Items listed in a dataset:
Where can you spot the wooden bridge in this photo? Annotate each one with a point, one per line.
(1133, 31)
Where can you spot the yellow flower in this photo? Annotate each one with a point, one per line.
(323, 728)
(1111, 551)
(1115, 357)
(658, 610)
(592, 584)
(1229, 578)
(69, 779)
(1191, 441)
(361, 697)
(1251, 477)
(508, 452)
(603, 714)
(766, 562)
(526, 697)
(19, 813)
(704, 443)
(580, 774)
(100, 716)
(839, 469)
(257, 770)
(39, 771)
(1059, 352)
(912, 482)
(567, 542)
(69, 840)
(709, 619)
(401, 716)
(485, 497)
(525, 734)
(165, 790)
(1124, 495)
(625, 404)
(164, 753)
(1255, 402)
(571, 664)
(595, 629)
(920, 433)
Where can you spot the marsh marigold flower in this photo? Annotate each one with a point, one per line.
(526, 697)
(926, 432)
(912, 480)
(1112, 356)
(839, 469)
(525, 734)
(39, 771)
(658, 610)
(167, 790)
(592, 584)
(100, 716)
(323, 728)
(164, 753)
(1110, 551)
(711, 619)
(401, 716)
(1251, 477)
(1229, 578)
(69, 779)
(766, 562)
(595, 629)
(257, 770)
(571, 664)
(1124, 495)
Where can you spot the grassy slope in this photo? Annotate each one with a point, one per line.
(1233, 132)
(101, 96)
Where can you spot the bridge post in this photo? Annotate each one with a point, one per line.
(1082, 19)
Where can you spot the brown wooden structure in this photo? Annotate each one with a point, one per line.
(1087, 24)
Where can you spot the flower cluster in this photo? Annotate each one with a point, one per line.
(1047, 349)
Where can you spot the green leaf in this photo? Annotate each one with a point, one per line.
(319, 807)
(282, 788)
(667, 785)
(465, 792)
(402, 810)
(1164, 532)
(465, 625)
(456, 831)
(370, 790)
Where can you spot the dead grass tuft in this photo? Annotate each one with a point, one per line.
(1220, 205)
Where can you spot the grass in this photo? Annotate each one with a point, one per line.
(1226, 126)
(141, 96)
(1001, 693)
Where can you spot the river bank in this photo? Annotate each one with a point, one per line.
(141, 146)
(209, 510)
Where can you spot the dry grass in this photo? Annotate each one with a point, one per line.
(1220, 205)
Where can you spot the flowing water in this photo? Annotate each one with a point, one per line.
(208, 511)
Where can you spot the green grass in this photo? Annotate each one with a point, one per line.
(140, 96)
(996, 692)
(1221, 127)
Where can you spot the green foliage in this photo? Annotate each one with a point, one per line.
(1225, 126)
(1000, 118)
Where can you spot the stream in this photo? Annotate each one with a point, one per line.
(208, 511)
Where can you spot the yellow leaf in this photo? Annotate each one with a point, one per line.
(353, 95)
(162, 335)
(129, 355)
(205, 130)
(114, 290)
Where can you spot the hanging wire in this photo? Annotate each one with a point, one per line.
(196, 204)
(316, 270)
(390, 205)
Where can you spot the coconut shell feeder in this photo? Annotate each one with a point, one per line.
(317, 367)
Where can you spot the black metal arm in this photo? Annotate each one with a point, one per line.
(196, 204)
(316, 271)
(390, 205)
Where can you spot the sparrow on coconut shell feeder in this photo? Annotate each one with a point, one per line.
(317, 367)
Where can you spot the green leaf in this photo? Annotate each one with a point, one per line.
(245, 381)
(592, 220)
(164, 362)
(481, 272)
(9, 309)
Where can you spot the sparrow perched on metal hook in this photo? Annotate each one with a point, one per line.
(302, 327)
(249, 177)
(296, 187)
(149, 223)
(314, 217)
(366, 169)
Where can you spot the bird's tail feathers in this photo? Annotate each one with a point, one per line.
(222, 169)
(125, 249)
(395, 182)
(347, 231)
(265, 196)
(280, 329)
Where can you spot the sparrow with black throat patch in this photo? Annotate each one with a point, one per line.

Assignment: The required answer is every line of the data, duplicated exactly.

Result of this exercise:
Where can you spot the wooden bridge in this photo? Annotate each one with a point, one per line.
(1133, 31)
Where can you spot the yellow flower in this photo? Annotate each one with a point, one per line.
(323, 728)
(1111, 551)
(1115, 357)
(658, 610)
(592, 584)
(1229, 578)
(69, 779)
(1191, 441)
(361, 697)
(1251, 477)
(508, 452)
(603, 714)
(766, 562)
(526, 697)
(19, 813)
(704, 443)
(580, 774)
(100, 716)
(839, 469)
(257, 770)
(39, 771)
(1059, 352)
(912, 482)
(567, 542)
(69, 840)
(709, 619)
(401, 716)
(485, 497)
(525, 734)
(165, 790)
(1124, 495)
(625, 404)
(164, 753)
(1255, 402)
(571, 664)
(595, 629)
(920, 433)
Where can you spot the marsh marigold flower in this photo? Annotate each one with a point, one per line.
(526, 697)
(926, 432)
(912, 480)
(1112, 356)
(839, 469)
(525, 734)
(39, 771)
(658, 610)
(167, 790)
(592, 584)
(100, 716)
(323, 728)
(164, 753)
(1110, 551)
(711, 619)
(401, 716)
(1251, 477)
(1229, 578)
(69, 779)
(766, 562)
(595, 629)
(257, 770)
(571, 664)
(1124, 495)
Where can you spot the grassy slope in this photo? Annotate each one with a point, one per line.
(1233, 132)
(101, 96)
Where can you spot the bridge post in this photo? Annotate each one with a point, one per line.
(1082, 19)
Where can you spot the brown wooden structure in this photo? Annotate each one with a point, one per line.
(1087, 24)
Where can you spot the flower cluster in this photo? Annotate each one with a point, one per line.
(1047, 349)
Where can you spot the green leaf in this photo? Annotate each one with a point, one per line.
(319, 807)
(282, 788)
(667, 785)
(465, 792)
(402, 810)
(1164, 532)
(465, 625)
(456, 831)
(370, 790)
Where can you spot the dead grass tuft in this photo? Annotate each one with a point, one per line.
(1220, 205)
Where can you spot the grass in this photo? Annotate each one with a point, one per line.
(1226, 126)
(141, 96)
(1001, 693)
Where can you spot the river bank in this photo? Annotate each one with a point, one per line.
(141, 146)
(209, 510)
Where can you spot the dry grass in this photo? Annotate each one with a point, one per line.
(1220, 205)
Where can you spot the flowing water in this photo? Annotate each one with a point, one per line.
(208, 511)
Where can you spot the green grass in this photo? Annotate each one with a point, one per line.
(140, 96)
(996, 692)
(1221, 127)
Where can you spot the green foliage in this photo? Annotate each one with a point, one per line.
(1225, 126)
(1000, 118)
Where can you spot the stream in this photo? Annotate each one with a point, one per line.
(208, 511)
Where can you spot the yellow leaf in this photo? Annotate each one with a point, one per line.
(353, 95)
(162, 335)
(129, 355)
(205, 130)
(114, 290)
Where can you spot the hanging wire in this photo? Annotate each one with a point, one per line.
(196, 204)
(316, 270)
(390, 205)
Where can you spot the coconut shell feeder in this photo? Annotate each one with a point, one per line.
(317, 367)
Where can you spot the black metal arm in this photo? Annotate each one with a point, one per line.
(196, 204)
(316, 271)
(390, 205)
Where can you spot the sparrow on coconut shell feeder in this photo? Annotate each one with a point, one per line.
(317, 367)
Where can you spot the green leaf in this photo? Annotate each one with a point, one per line.
(245, 381)
(592, 220)
(164, 362)
(481, 272)
(9, 309)
Where can you spot the sparrow perched on metal hook in this photo? Annotate each one with a point, one per line.
(302, 327)
(249, 177)
(296, 187)
(149, 223)
(314, 217)
(366, 169)
Where can you spot the bird's tail feathers in this photo? Annotate each one with a point, one per line.
(222, 169)
(125, 249)
(395, 182)
(347, 231)
(265, 196)
(280, 329)
Where can you spot the sparrow with black throat patch in this photo? Annotate each one with a point, one per line.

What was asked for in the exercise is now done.